> _Source records_
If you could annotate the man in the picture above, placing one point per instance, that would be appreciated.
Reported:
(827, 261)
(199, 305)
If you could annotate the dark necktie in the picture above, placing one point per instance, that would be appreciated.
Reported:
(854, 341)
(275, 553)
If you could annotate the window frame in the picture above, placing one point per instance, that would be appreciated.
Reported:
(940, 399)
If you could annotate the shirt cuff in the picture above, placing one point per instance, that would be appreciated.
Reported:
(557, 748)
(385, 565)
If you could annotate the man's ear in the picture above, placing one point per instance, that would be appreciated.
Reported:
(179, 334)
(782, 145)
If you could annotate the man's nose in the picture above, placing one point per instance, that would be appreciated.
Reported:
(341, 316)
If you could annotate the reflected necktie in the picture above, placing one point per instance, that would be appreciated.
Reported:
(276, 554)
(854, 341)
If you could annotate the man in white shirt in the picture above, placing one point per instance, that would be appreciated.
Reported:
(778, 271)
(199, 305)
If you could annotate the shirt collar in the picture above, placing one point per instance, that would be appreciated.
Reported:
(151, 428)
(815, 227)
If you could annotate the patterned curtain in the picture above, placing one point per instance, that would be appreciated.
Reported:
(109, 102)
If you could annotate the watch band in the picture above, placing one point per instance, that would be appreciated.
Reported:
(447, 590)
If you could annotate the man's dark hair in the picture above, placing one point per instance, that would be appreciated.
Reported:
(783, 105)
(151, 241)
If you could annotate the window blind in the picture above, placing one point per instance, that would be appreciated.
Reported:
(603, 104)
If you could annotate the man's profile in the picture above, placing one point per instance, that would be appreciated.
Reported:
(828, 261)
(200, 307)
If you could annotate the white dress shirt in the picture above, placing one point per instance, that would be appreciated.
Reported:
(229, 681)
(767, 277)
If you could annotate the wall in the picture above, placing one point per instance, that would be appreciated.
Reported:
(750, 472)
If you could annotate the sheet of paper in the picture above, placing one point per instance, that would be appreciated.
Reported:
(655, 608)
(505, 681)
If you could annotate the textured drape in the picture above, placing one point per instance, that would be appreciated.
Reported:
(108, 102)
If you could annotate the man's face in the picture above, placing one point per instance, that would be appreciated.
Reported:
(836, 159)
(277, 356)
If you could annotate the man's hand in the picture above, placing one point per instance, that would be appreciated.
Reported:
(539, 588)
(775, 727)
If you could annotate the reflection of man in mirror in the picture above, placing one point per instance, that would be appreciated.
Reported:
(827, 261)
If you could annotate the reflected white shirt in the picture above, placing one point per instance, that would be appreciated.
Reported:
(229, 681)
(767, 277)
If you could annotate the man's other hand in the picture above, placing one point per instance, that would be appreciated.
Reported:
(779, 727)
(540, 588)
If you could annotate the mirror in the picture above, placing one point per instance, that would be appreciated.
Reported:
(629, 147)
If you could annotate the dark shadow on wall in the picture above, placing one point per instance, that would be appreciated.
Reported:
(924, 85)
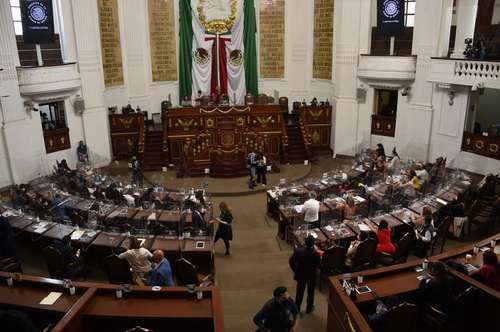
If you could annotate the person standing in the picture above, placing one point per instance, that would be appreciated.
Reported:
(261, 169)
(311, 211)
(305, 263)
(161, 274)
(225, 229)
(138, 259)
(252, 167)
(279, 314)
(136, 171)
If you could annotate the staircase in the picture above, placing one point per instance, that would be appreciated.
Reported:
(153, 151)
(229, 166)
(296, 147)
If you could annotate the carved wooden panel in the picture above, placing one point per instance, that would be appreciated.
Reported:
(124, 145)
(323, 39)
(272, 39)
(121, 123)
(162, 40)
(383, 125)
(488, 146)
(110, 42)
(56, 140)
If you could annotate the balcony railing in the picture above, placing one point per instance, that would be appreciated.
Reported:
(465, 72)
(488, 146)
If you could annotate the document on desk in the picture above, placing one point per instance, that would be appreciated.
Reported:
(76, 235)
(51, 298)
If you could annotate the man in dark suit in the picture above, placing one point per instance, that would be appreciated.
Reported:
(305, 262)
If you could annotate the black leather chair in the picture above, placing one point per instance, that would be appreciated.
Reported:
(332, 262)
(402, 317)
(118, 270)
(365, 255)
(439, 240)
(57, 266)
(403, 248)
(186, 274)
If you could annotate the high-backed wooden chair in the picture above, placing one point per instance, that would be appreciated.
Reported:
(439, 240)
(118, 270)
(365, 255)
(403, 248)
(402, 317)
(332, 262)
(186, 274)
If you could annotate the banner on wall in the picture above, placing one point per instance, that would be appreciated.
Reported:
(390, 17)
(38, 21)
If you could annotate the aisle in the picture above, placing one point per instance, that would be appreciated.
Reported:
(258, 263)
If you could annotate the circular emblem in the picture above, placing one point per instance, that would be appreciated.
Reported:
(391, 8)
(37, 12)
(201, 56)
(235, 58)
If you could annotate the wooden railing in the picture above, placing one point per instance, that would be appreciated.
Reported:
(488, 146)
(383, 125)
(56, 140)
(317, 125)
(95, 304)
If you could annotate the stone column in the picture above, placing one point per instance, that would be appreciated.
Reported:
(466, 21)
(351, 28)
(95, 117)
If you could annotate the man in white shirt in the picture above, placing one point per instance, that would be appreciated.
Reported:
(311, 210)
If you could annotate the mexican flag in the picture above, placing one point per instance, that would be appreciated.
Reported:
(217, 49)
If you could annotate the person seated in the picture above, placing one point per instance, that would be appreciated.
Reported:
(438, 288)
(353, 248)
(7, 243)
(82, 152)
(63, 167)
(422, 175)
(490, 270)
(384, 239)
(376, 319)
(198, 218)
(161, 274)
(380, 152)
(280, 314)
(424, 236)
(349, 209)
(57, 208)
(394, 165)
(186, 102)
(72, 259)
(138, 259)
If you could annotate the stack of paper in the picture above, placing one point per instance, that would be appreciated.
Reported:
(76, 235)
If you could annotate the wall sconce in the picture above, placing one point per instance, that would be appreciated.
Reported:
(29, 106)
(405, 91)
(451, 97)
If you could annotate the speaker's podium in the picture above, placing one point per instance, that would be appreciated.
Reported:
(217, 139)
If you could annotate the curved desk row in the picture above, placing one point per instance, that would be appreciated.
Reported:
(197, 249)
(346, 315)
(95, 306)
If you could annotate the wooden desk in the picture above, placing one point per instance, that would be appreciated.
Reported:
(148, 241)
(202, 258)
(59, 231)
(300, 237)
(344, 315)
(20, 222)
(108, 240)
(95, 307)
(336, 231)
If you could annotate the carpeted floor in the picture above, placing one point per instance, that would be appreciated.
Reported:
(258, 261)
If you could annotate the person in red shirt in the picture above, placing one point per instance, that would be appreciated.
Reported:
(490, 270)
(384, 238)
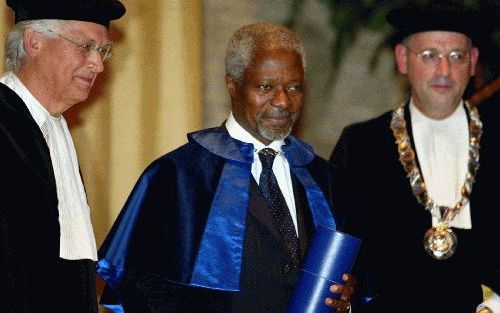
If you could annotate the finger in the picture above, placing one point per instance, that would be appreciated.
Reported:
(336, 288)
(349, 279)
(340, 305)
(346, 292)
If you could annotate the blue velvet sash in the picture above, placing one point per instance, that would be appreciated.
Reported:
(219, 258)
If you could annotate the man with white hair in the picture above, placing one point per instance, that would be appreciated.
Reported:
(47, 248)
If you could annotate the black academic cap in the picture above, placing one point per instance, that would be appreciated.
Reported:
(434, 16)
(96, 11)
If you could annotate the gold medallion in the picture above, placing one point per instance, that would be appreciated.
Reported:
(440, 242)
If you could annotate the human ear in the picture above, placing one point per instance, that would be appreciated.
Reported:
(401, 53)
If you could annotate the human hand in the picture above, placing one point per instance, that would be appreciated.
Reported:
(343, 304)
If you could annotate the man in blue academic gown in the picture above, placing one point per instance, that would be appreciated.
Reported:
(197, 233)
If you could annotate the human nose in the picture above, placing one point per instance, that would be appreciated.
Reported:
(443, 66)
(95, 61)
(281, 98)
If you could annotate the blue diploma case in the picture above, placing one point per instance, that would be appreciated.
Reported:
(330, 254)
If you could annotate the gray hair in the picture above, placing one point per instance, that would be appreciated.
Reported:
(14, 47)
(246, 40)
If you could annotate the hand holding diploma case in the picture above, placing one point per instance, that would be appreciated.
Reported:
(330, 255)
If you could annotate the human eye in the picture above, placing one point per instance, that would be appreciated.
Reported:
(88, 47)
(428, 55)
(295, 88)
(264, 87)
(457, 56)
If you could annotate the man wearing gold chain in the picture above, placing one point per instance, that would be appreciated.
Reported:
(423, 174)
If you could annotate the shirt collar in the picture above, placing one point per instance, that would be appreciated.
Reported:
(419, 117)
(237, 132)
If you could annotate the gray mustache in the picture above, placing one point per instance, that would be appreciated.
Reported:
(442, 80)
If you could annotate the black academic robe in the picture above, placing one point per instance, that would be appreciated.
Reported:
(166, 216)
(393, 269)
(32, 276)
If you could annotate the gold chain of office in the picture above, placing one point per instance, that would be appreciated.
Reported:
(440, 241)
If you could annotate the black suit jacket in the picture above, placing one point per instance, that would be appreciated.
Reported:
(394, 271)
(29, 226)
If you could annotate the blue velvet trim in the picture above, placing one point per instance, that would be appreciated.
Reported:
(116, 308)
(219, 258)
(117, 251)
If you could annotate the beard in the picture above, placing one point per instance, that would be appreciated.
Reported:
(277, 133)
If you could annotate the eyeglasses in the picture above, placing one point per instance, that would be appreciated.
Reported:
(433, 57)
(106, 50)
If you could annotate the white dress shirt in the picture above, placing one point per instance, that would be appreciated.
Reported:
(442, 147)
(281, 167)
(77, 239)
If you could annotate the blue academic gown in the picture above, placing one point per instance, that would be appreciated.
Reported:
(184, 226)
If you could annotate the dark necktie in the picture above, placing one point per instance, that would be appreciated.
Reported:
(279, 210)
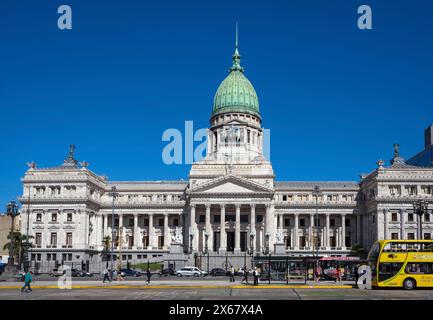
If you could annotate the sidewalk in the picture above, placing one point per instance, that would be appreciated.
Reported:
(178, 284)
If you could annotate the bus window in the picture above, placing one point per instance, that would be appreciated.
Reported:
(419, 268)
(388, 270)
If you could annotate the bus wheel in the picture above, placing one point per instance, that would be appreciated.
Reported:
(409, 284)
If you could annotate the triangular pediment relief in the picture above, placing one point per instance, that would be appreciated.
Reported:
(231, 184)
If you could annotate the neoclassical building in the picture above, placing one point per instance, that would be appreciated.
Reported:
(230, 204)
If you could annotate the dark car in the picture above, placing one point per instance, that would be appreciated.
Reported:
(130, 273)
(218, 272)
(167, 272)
==
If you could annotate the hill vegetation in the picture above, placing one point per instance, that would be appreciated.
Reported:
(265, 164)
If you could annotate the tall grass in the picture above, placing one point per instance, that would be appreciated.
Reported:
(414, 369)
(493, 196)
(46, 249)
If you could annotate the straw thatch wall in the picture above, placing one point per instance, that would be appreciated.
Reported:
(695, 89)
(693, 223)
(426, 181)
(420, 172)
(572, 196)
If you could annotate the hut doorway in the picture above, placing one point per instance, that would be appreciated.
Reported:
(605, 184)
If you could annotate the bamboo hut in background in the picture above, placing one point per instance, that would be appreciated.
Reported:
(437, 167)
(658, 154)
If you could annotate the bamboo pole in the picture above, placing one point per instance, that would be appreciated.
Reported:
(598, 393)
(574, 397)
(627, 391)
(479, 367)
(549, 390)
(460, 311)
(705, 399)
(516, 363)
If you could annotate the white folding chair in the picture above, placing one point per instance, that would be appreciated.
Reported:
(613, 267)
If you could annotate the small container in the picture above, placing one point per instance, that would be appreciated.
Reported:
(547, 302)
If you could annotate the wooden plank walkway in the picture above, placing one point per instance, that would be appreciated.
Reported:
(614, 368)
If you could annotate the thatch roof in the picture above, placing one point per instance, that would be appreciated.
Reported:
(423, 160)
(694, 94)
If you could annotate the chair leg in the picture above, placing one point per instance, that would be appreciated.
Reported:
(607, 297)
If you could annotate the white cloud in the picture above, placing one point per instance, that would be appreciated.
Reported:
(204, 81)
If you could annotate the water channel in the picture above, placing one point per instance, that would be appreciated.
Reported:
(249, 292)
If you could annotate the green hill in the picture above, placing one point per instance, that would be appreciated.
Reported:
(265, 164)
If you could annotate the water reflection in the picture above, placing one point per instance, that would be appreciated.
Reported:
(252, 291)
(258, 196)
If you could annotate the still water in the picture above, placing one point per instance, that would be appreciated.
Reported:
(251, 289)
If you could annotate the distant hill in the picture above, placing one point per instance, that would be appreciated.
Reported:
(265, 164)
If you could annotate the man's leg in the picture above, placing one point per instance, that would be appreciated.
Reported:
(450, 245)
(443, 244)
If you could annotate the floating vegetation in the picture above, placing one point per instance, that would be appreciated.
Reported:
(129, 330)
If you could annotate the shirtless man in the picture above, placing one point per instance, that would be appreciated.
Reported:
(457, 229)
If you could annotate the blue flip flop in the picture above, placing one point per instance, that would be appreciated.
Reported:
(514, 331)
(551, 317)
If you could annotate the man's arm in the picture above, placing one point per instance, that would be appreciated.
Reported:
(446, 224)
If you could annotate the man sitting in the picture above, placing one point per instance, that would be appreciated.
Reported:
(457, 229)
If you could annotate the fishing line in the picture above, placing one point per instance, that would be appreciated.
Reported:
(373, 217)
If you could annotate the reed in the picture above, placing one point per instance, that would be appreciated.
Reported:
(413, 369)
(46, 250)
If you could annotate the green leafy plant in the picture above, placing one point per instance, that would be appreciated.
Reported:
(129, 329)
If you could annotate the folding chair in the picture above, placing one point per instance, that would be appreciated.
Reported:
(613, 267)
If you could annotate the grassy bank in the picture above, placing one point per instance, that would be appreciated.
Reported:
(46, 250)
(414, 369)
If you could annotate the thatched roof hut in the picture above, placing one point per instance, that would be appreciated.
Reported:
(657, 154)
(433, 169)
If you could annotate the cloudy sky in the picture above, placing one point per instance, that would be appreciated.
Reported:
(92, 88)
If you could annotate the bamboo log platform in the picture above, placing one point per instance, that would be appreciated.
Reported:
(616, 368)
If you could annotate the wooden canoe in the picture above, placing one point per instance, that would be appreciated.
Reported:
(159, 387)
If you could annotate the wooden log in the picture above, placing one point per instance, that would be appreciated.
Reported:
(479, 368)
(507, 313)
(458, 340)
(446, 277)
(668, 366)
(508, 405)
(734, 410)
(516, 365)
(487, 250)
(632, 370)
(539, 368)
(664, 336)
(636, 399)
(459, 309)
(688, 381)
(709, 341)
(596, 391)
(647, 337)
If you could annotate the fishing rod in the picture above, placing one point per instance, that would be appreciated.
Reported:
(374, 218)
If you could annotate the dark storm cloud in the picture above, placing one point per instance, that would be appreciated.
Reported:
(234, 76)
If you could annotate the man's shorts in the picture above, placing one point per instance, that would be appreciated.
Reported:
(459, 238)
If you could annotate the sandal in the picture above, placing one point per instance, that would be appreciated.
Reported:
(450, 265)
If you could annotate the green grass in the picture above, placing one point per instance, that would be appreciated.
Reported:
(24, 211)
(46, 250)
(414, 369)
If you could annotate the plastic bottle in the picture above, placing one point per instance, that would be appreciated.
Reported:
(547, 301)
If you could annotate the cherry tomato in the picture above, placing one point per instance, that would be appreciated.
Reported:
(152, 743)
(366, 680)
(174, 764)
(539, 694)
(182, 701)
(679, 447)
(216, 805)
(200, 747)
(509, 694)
* * *
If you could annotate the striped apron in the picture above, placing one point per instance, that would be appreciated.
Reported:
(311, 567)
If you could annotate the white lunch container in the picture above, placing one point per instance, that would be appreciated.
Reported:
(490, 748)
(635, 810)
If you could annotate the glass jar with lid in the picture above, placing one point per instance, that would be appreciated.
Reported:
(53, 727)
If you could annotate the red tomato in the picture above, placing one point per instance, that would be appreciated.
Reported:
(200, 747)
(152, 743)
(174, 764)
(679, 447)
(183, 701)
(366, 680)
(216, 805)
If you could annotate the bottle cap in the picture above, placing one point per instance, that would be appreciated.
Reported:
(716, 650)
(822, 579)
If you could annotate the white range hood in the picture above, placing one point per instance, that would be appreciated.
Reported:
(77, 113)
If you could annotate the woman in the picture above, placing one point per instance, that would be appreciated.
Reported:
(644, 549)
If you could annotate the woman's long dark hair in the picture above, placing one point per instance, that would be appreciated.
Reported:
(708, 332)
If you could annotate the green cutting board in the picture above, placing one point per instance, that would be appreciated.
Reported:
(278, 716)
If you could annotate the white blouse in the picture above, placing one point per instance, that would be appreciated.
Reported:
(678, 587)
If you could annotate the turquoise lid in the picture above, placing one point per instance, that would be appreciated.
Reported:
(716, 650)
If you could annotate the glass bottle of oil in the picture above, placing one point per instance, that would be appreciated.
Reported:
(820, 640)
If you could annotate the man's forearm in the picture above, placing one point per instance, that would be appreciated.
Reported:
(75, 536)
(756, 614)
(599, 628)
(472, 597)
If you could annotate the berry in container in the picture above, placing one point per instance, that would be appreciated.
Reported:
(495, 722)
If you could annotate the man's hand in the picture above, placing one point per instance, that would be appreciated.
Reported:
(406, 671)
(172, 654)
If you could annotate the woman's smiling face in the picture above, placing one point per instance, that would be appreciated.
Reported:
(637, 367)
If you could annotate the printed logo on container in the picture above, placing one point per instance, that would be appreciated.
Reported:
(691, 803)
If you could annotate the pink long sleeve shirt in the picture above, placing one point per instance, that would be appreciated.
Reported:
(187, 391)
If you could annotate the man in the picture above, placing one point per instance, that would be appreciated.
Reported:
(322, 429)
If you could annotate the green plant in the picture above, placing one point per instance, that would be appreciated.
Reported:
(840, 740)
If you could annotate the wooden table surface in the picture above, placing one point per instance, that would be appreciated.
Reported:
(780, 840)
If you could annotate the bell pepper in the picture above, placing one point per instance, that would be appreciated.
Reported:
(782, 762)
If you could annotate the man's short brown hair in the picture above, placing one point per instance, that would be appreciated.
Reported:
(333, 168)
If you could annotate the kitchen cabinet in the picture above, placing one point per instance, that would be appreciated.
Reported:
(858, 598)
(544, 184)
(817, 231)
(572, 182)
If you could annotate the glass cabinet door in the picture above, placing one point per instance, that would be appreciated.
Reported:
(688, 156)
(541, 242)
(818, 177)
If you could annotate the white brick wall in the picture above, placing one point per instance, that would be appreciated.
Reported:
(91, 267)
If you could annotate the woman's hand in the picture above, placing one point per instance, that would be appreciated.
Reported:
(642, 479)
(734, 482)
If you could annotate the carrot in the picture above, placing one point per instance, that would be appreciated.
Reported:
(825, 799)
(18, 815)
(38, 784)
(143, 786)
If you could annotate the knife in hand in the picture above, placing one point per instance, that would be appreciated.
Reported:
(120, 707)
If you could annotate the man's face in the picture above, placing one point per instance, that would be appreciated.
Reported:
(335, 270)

> _What is being asked_
Only lines that contain "paper" are needed, so copy each of them from the data.

> _Solved exercise_
If you could annotate the sheet of paper in the picture above, placing one point per instance, that would be appreciated.
If you could annotate the stack of paper in the picture above, placing one point per instance, that would be appreciated.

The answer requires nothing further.